* **PROVIDED TEXT**

= = = = =

We stayed in a beautiful family home we found on AirBnb, in a pretty, affluent area of town. The hosts were very friendly and spent time getting to know us at breakfast. They also recommended that we eat at a local restaurant which was one of the best meals of my life.
When we left Jaipur we got a little taste of corruption with the authorities (the police) and had to pay a bribe for forgetting to wear a seatbelt (on roads where rules are non-existent). Corruption is issue which is widely reported to be very prevalent across India.
We head into the sunset once more for a mammoth journey from Ranthambhore to Chandigarh. If there is one thing that I have always admired about my Sikh friends, it is their family values. We were made to feel exceptionally welcome here and got to eat the best home cooked food courtesy of Mami Ji and the ladies.
Chandigarh is a little more Westernised than some of the other areas we’d visited. We spent our days going shopping, checking out the malls and went out to the pub and for food. This was the relaxing part of the trip, but it was still full of things to see and do. It was such a warm and inviting way to experience family life in Northern India.
Much to the horror of the women I was staying with, I enjoyed basking in the sun on the rooftops in Chandigarh. It was really interesting listening to their stories about growing up as a woman in India and a reminder of how fortunate my own life has been.
We took a two day trip to Amritsar in the more northern region of the Punjab, and with Holi Festival coming up the roads were very busy. On this trip we went to The Golden Temple (Harmandir Sahib) the holiest Gurdwara in Sikhism—something I was really looking forward to. It was incredible to see the Langar Hall, the biggest free kitchen in the world, where free food is served to all, fuelled entirely by volunteers. The volunteers cutting the onions must be crying all day long because I was in tears just walking past.
On the way back to Chandigarh from Amritsar, the roads were still busy with many Sikh’s from around the Punjab travelling to Anandpur Sahib for the three day fair held for Holi/Hola Mohalla.
Villages donate their tractors and trailers to allow people to travel on the back of to get there and many will travel for hours and hours to get there and celebrate. It’s a very colourful and joyous journey, though. The villages on the main routes also set up huge marquees and give out free food, water and sugarcane to travellers. Apparently, there is a saying that no one should have to go hungry in the Punjab. Considering there is so much widespread poverty, the amount of people who volunteer, donate and give free food is incredible.
Holi itself is so much fun. Kids love it and adults can pretend to be kids again, and then there is a huge waterfight. It takes hours to wash the paints out of your hair, but totally worth it.

= = = = =

* **COLLECTED MATERIAL**

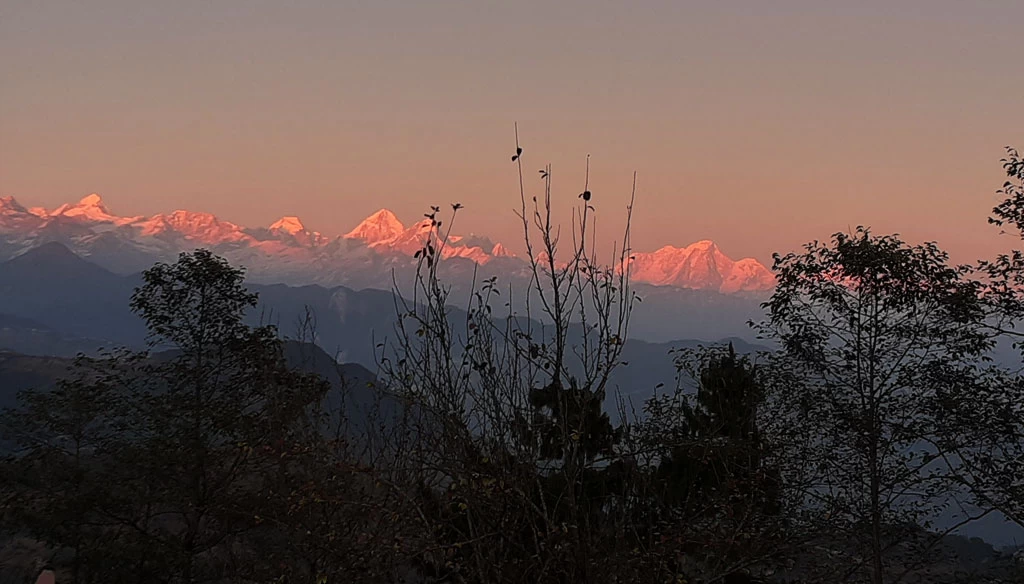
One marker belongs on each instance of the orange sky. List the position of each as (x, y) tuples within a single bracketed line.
[(760, 125)]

= = = = =

* **TASK REQUIREMENTS**
a – Can you transcribe the India travel account from "Chandigarh is a" to "in Northern India.", word for word?
b – In the India travel account, why did the travelers have to pay a bribe to the police when leaving Jaipur?

* **ANSWERS**
a –
Chandigarh is a little more Westernised than some of the other areas we’d visited. We spent our days going shopping, checking out the malls and went out to the pub and for food. This was the relaxing part of the trip, but it was still full of things to see and do. It was such a warm and inviting way to experience family life in Northern India.

b – They had forgotten to wear a seatbelt.